▶ **Jobs**
#1 In the forum exchange about the composition, condense the paragraph beginning "I was referring to more specific info" into a short bulleted list that keeps its main points.
#2 In the forum exchange about the composition, why does the reply to Heckel ask for the thought process behind the piece? Answer in one to three sentences.
#3 Pick up the forum exchange about the composition from its final sentence and continue it.

▶ **Excerpted text**
☆ ☆ ☆

I live in Arizona, as many of you know. It was a hot day, and (inside) I daydreamed about some of these things. So, I decided to put my ideas into music. I thought, "The kid should be outside for an exiting ending." So, I went with one daydream for mvt. 1, one for mvt. 2, and then, if you stay out in the stupid Aridzona heat for to long, you start to feel... well, :wacko::wacko:

So, the kid eventually faints, due to no water + heat. I don't know why you are confused, but I hope this can clear it up.

Thanks,

Heckel

Heckel,

I was referring to more specific info regarding the notes themselves. The story is fine and clear but if you could clarify how the notes, harmonies, motifs, structures relate to each other and are developed that would help. Basically tell me your thought process while composing this piece. Many people have claimed that this is a random piece and if we understand how you went about composing the piece and how you developed things technically I think it would unrandomize the piece so to speak.

If you didn't really think of these things while composing, that's fine as well, it doesn't diminish the piece.

"I also suggested you to learn some harmony, counterpoint, melody leading and to try first try a more consonant piece and to always know what to want to achieve not just write random notes, know why are you write each note exactly."

☆ ☆ ☆

▶ **Extracted entries**
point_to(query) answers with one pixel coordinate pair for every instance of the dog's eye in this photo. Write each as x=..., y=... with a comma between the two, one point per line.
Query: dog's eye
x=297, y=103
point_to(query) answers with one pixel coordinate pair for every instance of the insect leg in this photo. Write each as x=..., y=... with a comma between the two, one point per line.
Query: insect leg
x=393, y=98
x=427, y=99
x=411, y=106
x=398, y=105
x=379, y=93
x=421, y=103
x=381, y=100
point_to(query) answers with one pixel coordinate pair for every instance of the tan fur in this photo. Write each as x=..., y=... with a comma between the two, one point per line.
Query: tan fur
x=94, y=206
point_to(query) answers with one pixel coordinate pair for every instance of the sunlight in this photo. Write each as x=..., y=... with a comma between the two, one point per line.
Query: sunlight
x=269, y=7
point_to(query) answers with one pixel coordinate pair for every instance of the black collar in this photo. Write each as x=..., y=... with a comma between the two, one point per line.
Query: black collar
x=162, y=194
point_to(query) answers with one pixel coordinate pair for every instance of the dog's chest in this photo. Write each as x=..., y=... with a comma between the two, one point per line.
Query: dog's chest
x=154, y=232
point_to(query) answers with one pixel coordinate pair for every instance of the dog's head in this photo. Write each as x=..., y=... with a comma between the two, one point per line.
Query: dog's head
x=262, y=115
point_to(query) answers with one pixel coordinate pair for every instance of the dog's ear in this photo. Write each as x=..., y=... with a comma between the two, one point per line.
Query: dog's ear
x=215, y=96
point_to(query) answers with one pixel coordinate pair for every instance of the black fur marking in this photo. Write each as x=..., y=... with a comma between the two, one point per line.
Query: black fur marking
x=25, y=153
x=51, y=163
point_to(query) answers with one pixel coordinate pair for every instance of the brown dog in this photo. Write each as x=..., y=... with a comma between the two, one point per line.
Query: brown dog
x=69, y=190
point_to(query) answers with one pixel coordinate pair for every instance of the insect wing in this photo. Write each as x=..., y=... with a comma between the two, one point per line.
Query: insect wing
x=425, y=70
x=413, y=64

☆ ☆ ☆

▶ **Results in order**
#1
- The request concerns the notes themselves, not the story, which is already clear.
- It asks how the notes, harmonies, motifs, and structures relate to each other and are developed.
- In short, it asks for the composer's thought process while writing the piece.
- Many people have called the piece random.
- Explaining the technical approach would "unrandomize" it.

#2 Many people have claimed the piece is random. The reply says that knowing how the composer went about writing it and developed its technical elements would "unrandomize" the piece.

#3
"Norby, I can read, obviously. But somehow that really doesn't seem helpful..."

No comment :D:D It says everything...

  • Author
Heckel,

I was referring to more specific info regarding the notes themselves. The story is fine and clear but if you could clarify how the notes, harmonies, motifs, structures relate to each other and are developed that would help. Basically tell me your thought process while composing this piece. Many people have claimed that this is a random piece and if we understand how you went about composing the piece and how you developed things technically I think it would unrandomize the piece so to speak.

If you didn't really think of these things while composing, that's fine as well, it doesn't diminish the piece.

Hmm... well, this is how I think about a piece, how I write it, ext... (how about this? This what you want?)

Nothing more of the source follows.